Locate the line containing "Find the stone staircase;" in the material below; repeat it and every line after it, exactly as written.

Data extracted from a collection:
━━━━━━━━━━━━━━━━

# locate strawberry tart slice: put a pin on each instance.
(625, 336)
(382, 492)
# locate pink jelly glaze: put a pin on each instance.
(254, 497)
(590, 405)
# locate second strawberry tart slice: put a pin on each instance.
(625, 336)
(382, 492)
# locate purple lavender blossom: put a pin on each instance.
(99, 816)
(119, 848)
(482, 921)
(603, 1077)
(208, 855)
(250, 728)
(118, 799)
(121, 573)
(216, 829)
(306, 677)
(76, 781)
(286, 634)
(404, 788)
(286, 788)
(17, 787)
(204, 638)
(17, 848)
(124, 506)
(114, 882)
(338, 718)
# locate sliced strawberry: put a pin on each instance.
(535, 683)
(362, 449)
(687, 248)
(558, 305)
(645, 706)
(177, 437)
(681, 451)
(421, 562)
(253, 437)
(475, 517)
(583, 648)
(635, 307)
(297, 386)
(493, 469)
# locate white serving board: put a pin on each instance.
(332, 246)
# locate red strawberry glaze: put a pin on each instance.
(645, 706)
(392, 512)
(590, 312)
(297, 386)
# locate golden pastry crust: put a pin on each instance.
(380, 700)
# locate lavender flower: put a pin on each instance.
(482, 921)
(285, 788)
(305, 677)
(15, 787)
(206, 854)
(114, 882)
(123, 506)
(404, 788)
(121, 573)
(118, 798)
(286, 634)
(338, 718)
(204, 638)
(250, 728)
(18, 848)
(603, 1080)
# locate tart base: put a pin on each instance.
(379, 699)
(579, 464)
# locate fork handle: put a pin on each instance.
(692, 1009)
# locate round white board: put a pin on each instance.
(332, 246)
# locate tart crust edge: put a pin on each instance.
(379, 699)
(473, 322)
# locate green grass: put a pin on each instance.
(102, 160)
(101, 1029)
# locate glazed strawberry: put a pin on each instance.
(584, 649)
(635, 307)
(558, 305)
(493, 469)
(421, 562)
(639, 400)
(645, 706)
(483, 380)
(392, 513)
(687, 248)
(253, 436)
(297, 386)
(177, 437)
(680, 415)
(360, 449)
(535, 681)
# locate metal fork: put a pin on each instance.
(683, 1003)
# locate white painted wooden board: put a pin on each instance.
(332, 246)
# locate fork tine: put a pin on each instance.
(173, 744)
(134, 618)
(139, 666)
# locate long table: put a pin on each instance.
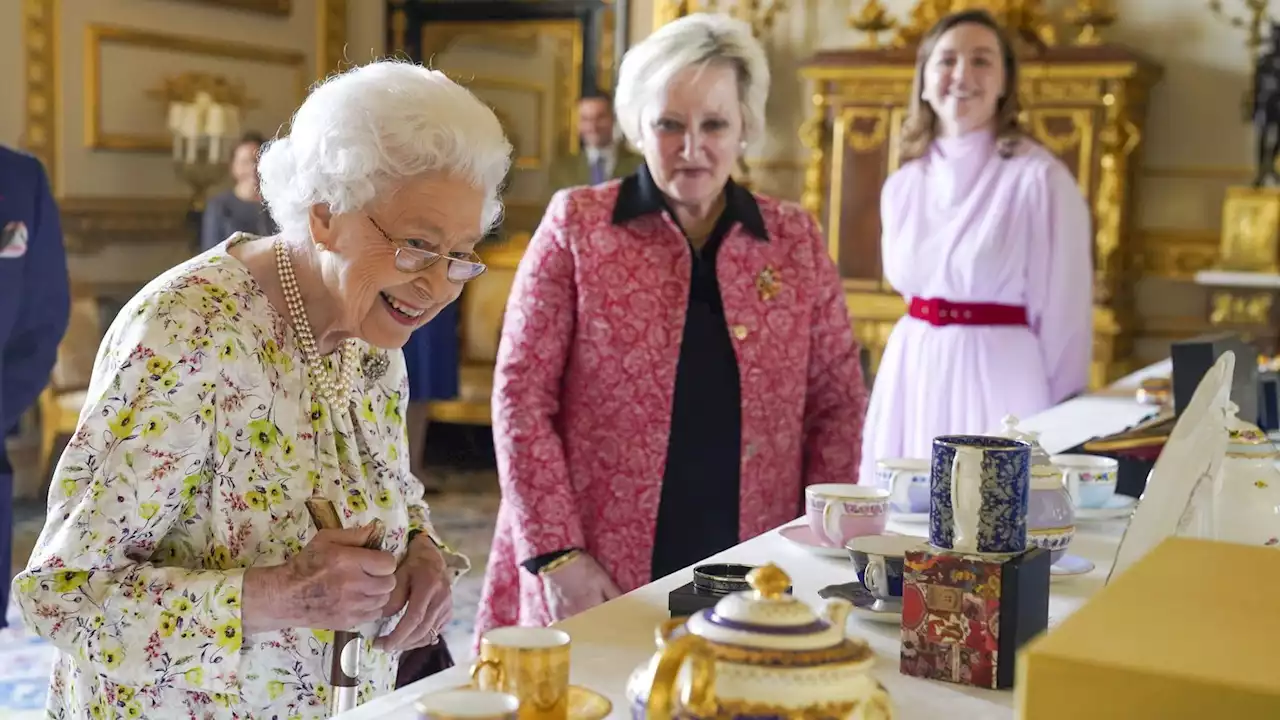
(612, 639)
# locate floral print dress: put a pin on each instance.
(197, 447)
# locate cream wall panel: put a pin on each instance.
(128, 72)
(10, 73)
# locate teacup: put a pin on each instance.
(467, 705)
(530, 664)
(878, 561)
(908, 482)
(839, 513)
(1091, 479)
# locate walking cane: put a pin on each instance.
(344, 665)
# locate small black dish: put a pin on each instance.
(722, 578)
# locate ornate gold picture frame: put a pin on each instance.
(269, 7)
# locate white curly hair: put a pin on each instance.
(362, 132)
(699, 39)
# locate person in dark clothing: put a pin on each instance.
(240, 208)
(35, 308)
(676, 360)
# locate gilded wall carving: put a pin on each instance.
(40, 44)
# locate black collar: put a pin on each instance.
(639, 196)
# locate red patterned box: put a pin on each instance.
(964, 616)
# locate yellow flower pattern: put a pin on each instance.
(196, 451)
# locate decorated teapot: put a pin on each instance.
(1246, 505)
(1050, 510)
(759, 654)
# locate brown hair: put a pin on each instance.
(920, 126)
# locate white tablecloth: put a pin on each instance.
(615, 638)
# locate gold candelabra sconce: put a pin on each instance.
(1251, 22)
(760, 14)
(1089, 17)
(204, 118)
(1256, 13)
(1027, 21)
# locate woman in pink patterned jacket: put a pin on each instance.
(676, 360)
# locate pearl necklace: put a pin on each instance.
(333, 388)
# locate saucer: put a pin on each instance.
(584, 703)
(1070, 566)
(1118, 507)
(865, 605)
(803, 537)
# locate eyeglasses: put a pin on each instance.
(410, 259)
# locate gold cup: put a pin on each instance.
(467, 703)
(530, 664)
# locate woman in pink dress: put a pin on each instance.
(987, 236)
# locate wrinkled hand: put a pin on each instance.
(334, 583)
(423, 589)
(576, 586)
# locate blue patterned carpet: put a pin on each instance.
(465, 515)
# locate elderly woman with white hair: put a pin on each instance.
(676, 361)
(179, 573)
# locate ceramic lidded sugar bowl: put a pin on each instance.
(1247, 497)
(1050, 511)
(759, 654)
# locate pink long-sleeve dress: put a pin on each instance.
(964, 224)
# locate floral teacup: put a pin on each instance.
(839, 513)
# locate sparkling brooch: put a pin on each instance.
(767, 283)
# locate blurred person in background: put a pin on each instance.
(676, 361)
(987, 236)
(240, 208)
(35, 308)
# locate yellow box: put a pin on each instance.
(1189, 630)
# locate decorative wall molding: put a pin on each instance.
(88, 223)
(100, 35)
(269, 7)
(42, 122)
(330, 36)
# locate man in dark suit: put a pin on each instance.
(35, 306)
(603, 155)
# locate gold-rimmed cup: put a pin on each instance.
(467, 703)
(530, 664)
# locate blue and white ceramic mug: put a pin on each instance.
(978, 493)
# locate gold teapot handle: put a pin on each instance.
(700, 698)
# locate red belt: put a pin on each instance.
(942, 313)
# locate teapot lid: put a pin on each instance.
(766, 616)
(1244, 437)
(1040, 458)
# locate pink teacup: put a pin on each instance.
(840, 513)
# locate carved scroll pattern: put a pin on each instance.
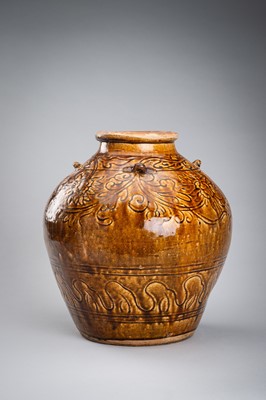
(155, 297)
(102, 185)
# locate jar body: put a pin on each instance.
(137, 237)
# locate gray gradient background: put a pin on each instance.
(70, 68)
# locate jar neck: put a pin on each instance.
(137, 148)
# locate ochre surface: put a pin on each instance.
(137, 237)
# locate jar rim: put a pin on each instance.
(137, 136)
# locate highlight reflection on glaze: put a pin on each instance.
(162, 226)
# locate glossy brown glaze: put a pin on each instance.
(137, 237)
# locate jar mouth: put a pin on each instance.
(137, 136)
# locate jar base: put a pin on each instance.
(140, 342)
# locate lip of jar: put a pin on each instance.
(137, 136)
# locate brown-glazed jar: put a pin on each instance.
(137, 237)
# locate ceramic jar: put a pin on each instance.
(137, 237)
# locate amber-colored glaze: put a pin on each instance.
(137, 237)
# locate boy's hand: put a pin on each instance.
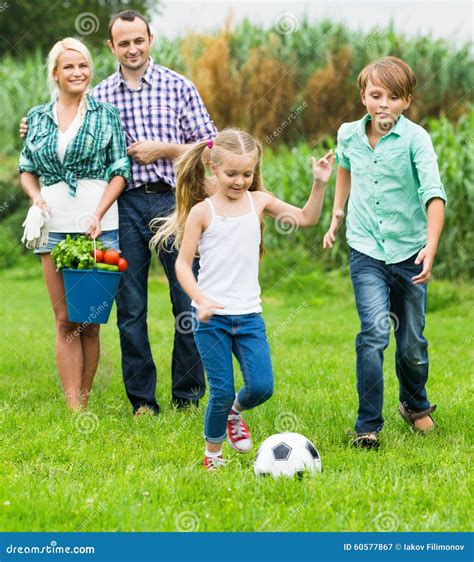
(206, 308)
(330, 236)
(23, 129)
(426, 257)
(323, 167)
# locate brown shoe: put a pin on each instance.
(368, 440)
(412, 417)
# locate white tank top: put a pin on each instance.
(229, 257)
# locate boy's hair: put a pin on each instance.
(128, 15)
(191, 184)
(391, 73)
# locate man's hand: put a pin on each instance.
(146, 151)
(23, 129)
(322, 168)
(93, 229)
(426, 257)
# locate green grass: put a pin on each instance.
(145, 474)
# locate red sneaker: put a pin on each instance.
(213, 463)
(238, 435)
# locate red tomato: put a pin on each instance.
(99, 255)
(122, 264)
(111, 257)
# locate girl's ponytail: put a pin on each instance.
(190, 190)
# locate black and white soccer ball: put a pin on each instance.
(287, 454)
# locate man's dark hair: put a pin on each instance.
(128, 15)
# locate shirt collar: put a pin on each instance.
(118, 78)
(91, 105)
(397, 129)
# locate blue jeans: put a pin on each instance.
(136, 210)
(246, 338)
(385, 293)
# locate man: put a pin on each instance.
(162, 113)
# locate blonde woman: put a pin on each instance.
(74, 164)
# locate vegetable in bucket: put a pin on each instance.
(91, 275)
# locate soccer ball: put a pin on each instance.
(287, 454)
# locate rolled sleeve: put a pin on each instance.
(26, 163)
(425, 163)
(341, 157)
(195, 121)
(117, 160)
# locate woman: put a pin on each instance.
(74, 165)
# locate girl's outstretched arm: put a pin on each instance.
(193, 229)
(310, 213)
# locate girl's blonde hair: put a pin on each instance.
(191, 183)
(67, 44)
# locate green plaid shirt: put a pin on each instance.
(98, 151)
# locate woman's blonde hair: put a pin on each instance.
(191, 182)
(67, 44)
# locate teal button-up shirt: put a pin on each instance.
(391, 185)
(98, 151)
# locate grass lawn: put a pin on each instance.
(106, 471)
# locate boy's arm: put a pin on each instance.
(432, 196)
(435, 216)
(310, 213)
(343, 188)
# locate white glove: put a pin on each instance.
(36, 227)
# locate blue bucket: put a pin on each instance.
(90, 294)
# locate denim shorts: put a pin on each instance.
(109, 239)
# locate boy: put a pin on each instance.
(395, 217)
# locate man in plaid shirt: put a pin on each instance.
(162, 113)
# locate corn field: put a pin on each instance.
(292, 90)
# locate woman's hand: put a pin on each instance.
(330, 236)
(322, 168)
(206, 309)
(94, 230)
(41, 203)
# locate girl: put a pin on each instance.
(225, 229)
(74, 164)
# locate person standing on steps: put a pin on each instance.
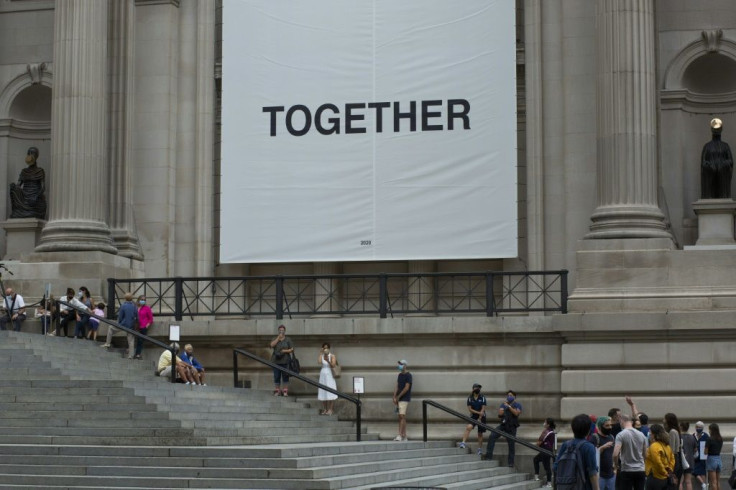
(282, 347)
(509, 413)
(402, 397)
(476, 403)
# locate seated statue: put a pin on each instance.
(27, 199)
(716, 167)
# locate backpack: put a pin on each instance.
(570, 474)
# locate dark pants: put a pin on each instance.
(492, 443)
(545, 460)
(631, 480)
(4, 319)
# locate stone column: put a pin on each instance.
(78, 191)
(121, 113)
(627, 123)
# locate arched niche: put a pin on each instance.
(699, 83)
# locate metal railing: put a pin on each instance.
(292, 374)
(425, 421)
(440, 293)
(135, 333)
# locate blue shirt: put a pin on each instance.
(587, 451)
(403, 380)
(128, 314)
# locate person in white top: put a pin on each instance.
(15, 310)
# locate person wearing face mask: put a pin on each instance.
(546, 441)
(402, 397)
(701, 441)
(477, 407)
(603, 440)
(509, 413)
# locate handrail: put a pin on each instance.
(130, 331)
(479, 423)
(340, 394)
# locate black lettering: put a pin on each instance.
(307, 120)
(451, 114)
(411, 115)
(350, 117)
(273, 110)
(426, 114)
(334, 121)
(379, 106)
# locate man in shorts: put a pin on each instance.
(402, 397)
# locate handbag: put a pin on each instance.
(294, 365)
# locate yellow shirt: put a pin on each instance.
(660, 460)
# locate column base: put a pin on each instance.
(76, 236)
(627, 222)
(22, 236)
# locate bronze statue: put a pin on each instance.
(27, 197)
(716, 167)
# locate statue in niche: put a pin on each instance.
(716, 167)
(27, 199)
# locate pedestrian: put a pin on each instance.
(701, 441)
(660, 460)
(15, 310)
(546, 441)
(604, 441)
(476, 404)
(688, 450)
(509, 413)
(713, 464)
(631, 451)
(145, 320)
(566, 463)
(402, 397)
(282, 348)
(327, 361)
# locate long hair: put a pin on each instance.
(660, 435)
(670, 422)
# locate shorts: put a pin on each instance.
(713, 463)
(481, 430)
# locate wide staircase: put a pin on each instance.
(75, 416)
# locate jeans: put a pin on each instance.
(631, 480)
(544, 459)
(492, 443)
(607, 483)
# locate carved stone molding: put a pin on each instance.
(712, 39)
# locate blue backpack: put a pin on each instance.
(570, 474)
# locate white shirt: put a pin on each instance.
(19, 304)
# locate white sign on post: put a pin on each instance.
(174, 333)
(359, 130)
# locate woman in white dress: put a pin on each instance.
(327, 360)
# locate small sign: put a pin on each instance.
(358, 385)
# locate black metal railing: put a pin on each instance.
(135, 333)
(292, 374)
(440, 293)
(425, 421)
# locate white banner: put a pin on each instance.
(357, 130)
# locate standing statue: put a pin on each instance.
(716, 167)
(27, 199)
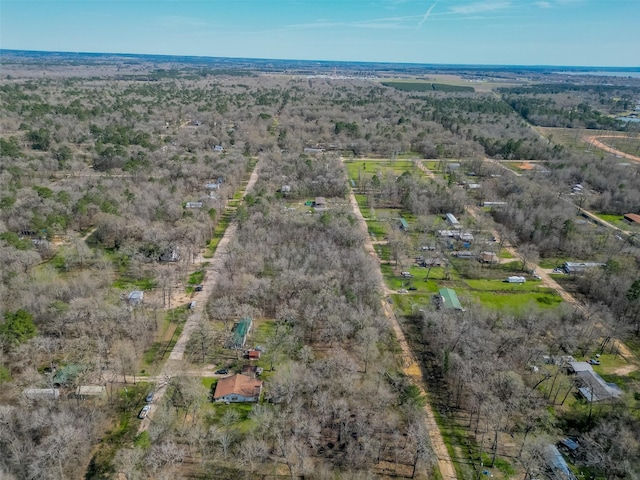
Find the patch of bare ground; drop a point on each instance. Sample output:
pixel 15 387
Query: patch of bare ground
pixel 595 141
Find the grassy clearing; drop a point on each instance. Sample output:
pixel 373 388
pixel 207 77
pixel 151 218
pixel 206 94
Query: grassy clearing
pixel 120 436
pixel 172 324
pixel 630 145
pixel 516 302
pixel 619 221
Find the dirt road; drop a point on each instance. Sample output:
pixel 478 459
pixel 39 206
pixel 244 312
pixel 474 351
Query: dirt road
pixel 411 367
pixel 174 365
pixel 593 140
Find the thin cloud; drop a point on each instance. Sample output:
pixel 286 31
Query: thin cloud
pixel 426 15
pixel 480 7
pixel 386 23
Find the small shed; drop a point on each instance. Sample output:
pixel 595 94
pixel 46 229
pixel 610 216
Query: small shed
pixel 239 333
pixel 41 393
pixel 516 279
pixel 448 299
pixel 91 391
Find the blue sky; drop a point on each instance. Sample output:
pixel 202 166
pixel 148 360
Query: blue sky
pixel 512 32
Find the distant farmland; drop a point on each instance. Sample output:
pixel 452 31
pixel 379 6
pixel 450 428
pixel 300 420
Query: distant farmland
pixel 427 87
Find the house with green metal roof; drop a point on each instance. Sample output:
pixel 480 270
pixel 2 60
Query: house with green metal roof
pixel 239 333
pixel 449 299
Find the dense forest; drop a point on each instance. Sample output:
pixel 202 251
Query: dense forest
pixel 115 180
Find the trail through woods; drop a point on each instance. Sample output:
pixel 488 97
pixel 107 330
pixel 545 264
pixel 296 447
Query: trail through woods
pixel 411 367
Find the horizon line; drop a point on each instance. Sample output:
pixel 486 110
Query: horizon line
pixel 376 62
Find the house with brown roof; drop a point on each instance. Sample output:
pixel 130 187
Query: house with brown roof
pixel 488 257
pixel 238 388
pixel 632 217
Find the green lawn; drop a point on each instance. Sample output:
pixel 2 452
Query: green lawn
pixel 618 221
pixel 515 302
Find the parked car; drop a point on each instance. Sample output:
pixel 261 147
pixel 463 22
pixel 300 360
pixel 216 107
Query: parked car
pixel 144 411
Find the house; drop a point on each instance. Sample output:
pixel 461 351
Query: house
pixel 448 299
pixel 239 333
pixel 253 354
pixel 320 203
pixel 488 257
pixel 516 279
pixel 594 388
pixel 632 217
pixel 453 221
pixel 579 267
pixel 136 297
pixel 86 391
pixel 252 371
pixel 431 262
pixel 237 388
pixel 466 237
pixel 41 393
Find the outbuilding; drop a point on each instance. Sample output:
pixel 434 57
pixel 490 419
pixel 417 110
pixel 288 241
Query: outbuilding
pixel 41 393
pixel 516 279
pixel 448 299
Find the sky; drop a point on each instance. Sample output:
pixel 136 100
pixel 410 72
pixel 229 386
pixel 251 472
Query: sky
pixel 488 32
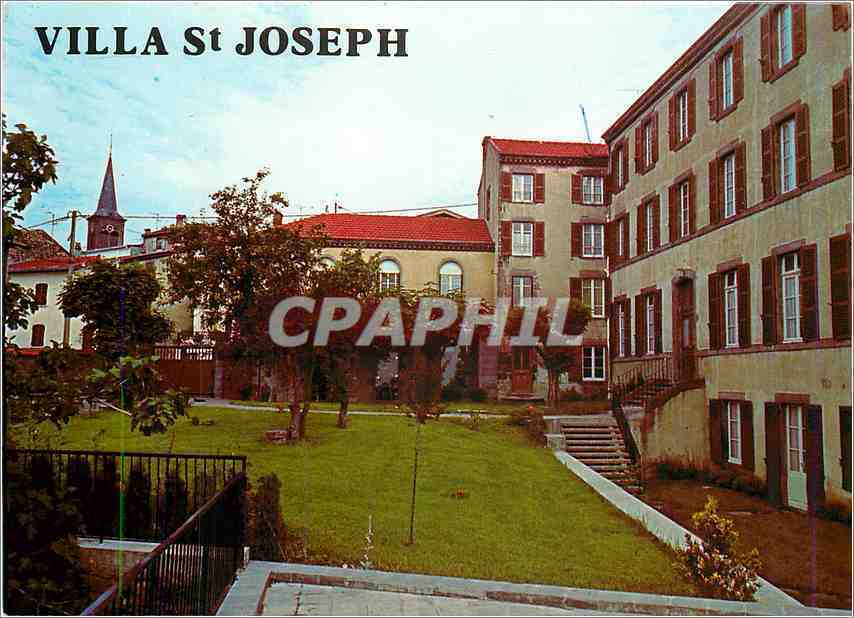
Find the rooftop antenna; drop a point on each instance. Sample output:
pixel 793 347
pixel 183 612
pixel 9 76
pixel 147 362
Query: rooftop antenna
pixel 584 118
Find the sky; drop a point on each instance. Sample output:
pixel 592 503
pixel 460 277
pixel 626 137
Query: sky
pixel 373 133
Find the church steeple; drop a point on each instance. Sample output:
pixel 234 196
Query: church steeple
pixel 106 225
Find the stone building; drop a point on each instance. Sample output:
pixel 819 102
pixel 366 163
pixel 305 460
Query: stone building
pixel 729 244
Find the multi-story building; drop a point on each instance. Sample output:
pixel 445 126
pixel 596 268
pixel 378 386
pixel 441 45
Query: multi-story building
pixel 546 205
pixel 729 244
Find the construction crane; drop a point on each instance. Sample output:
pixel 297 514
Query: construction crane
pixel 584 118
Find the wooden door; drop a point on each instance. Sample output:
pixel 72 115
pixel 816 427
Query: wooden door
pixel 522 378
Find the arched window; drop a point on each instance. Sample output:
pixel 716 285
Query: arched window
pixel 450 278
pixel 389 275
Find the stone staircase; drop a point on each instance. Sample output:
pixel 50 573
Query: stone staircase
pixel 597 442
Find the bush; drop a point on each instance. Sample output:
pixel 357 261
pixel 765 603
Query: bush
pixel 477 395
pixel 836 510
pixel 269 538
pixel 712 565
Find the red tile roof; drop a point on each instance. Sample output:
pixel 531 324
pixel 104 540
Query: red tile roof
pixel 468 234
pixel 58 264
pixel 531 148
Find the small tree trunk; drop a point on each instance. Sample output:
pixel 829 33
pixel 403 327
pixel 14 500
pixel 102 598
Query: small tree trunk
pixel 342 413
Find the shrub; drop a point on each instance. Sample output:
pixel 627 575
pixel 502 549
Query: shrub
pixel 477 395
pixel 712 565
pixel 836 510
pixel 269 537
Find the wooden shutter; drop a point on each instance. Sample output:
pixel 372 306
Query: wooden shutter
pixel 654 132
pixel 627 331
pixel 802 145
pixel 576 184
pixel 773 453
pixel 714 192
pixel 672 129
pixel 840 17
pixel 765 47
pixel 840 286
pixel 539 238
pixel 656 222
pixel 715 311
pixel 747 447
pixel 506 238
pixel 769 300
pixel 809 293
pixel 814 458
pixel 715 434
pixel 575 239
pixel 841 124
pixel 740 177
pixel 744 316
pixel 692 107
pixel 692 204
pixel 506 187
pixel 539 188
pixel 575 288
pixel 799 29
pixel 768 185
pixel 713 89
pixel 738 70
pixel 641 231
pixel 673 212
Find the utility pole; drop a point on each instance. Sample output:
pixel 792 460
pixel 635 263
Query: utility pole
pixel 72 243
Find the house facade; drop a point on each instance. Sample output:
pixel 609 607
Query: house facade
pixel 729 245
pixel 546 205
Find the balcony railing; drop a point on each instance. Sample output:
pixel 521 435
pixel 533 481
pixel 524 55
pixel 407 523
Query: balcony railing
pixel 190 572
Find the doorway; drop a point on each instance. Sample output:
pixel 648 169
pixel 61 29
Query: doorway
pixel 522 377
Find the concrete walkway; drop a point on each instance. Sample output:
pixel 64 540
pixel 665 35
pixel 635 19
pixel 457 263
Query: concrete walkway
pixel 310 600
pixel 226 403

━━━━━━━━━━━━━━━━

Output of the task
Find the stone staircase; drop a point on each instance. Sample output:
pixel 50 573
Query: stone staircase
pixel 597 442
Find the bush; drop a point on each instance. Sample output:
pixel 357 261
pixel 765 603
Query: bush
pixel 477 395
pixel 836 510
pixel 269 538
pixel 712 565
Find the red tile roof; drop a point on each instance. Sample output:
pixel 531 324
pixel 104 540
Query: red tile roof
pixel 468 234
pixel 58 264
pixel 531 148
Find the small tree trunk; drop a point on each instance. Sample output:
pixel 829 33
pixel 403 327
pixel 14 500
pixel 102 598
Query: small tree trunk
pixel 342 413
Find the shrub; drop a point on each instance. Sample output:
pixel 627 575
pixel 502 549
Query: shrub
pixel 477 395
pixel 712 565
pixel 836 510
pixel 269 537
Find the wooden shutter; drop a point on each instance. Sample output:
pixel 372 306
Query: wooden shutter
pixel 654 132
pixel 627 331
pixel 802 145
pixel 576 184
pixel 773 453
pixel 714 192
pixel 672 129
pixel 840 17
pixel 765 47
pixel 840 286
pixel 539 238
pixel 656 222
pixel 715 311
pixel 747 447
pixel 506 238
pixel 769 300
pixel 809 293
pixel 814 458
pixel 715 434
pixel 575 239
pixel 841 124
pixel 740 177
pixel 744 316
pixel 692 107
pixel 692 204
pixel 506 187
pixel 539 188
pixel 575 288
pixel 799 29
pixel 768 185
pixel 713 89
pixel 738 70
pixel 641 231
pixel 673 212
Find the utility pole; drop a point on each instance. Sample output:
pixel 792 460
pixel 635 263
Query: utility pole
pixel 72 243
Find the house facade; drop a point on each instance. Sample output:
pixel 609 607
Query: house facade
pixel 729 245
pixel 546 205
Find the balcony railing; drop a point on each instance. Sample output:
pixel 521 435
pixel 533 481
pixel 524 55
pixel 407 523
Query: balcony railing
pixel 190 572
Find the doorway; drop a point on each instance. Sample output:
pixel 648 169
pixel 61 29
Query: doorway
pixel 522 377
Find the concrete walkway; drop a point on each instance. Sample output:
pixel 64 540
pixel 665 35
pixel 635 19
pixel 457 263
Query: concrete walkway
pixel 310 600
pixel 226 403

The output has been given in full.